Start of EXTRACTED DATA

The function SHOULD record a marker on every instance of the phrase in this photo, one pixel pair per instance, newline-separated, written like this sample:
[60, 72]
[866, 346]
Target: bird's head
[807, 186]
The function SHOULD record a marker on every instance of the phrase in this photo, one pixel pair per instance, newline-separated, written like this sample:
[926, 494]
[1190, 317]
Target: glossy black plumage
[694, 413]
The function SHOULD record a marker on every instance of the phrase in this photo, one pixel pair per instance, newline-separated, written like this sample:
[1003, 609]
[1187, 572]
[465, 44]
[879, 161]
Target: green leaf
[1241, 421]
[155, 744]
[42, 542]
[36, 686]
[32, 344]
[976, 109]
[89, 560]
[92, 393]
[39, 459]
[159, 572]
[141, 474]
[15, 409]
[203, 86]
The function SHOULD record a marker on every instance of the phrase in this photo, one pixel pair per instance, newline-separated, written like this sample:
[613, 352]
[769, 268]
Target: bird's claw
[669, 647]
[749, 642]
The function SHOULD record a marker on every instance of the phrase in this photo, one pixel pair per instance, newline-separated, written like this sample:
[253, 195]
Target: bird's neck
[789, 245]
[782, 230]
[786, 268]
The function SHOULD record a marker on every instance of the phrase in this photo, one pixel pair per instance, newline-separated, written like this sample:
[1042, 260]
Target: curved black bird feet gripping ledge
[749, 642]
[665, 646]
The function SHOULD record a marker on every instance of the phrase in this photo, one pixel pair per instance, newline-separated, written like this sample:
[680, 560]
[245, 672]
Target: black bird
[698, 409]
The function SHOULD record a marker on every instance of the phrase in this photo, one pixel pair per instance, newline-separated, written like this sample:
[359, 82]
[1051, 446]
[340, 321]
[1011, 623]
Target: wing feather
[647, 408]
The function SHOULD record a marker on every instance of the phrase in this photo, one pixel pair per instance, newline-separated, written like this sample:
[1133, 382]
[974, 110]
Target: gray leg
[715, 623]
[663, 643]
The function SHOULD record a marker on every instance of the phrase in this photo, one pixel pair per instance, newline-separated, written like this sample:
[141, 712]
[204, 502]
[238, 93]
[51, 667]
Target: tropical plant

End of EXTRACTED DATA

▶ PROBLEM TO WORK ON
In full and without alteration, transcribe the listing above.

▶ RESPONSE BOX
The function SHOULD record a marker on every instance of the phrase in this photo, one pixel pair per instance, newline-separated, written like this sample:
[60, 72]
[866, 346]
Target: bird's head
[807, 186]
The function SHOULD record a marker on every instance of the phrase in this photo, one pixel pair per instance, newline-separated, written like this sample:
[926, 494]
[1190, 317]
Target: glossy black plumage
[694, 413]
The function SHOULD record a marker on every instance of the phrase in this photo, one pixel pair per instance, newline-separated, written like this sample:
[1003, 609]
[1187, 572]
[465, 44]
[879, 161]
Target: green leaf
[1241, 421]
[155, 744]
[42, 542]
[36, 686]
[32, 344]
[976, 109]
[89, 560]
[92, 393]
[39, 459]
[159, 572]
[141, 474]
[15, 409]
[203, 86]
The function SHOULD record a marker on every instance of the phrase in this photo, one pixel pair per instance, newline-separated, written like this sample:
[613, 352]
[769, 268]
Target: bird's claw
[669, 647]
[749, 642]
The function SHOULD record a marker on every instance of the phrase in this photo, one pixel pair per instance, newline-separated, written like this sample:
[253, 195]
Target: bird's neck
[789, 245]
[782, 230]
[786, 268]
The function SHOULD record a marker on every instance of the phrase in this photo, one pixel pair per instance, newline-separated, written like this sample:
[1042, 260]
Target: curved black bird feet gripping ledge
[749, 642]
[665, 646]
The function SHOULD record a marker on every instance of the phrase in this photo, one pixel pair per instance, newline-separated, written like this sample:
[680, 560]
[245, 672]
Target: black bird
[698, 409]
The function SHOULD record a marker on every instance of the phrase in this photo, one pixel pair per instance, newline-separated, written like this sample:
[359, 82]
[1051, 446]
[340, 321]
[1011, 623]
Target: wing feather
[647, 408]
The function SHOULD record a marker on every instance of the phrase in this photo, one pixel pair per instance, newline-separated, written like this sample:
[1133, 382]
[974, 110]
Target: gray leg
[715, 623]
[663, 643]
The function SHOULD record a marker on every instance of the phrase in this photo, one pixel pair per instance, newline-separated, written like this sample:
[141, 712]
[204, 502]
[238, 93]
[51, 667]
Target: tropical plant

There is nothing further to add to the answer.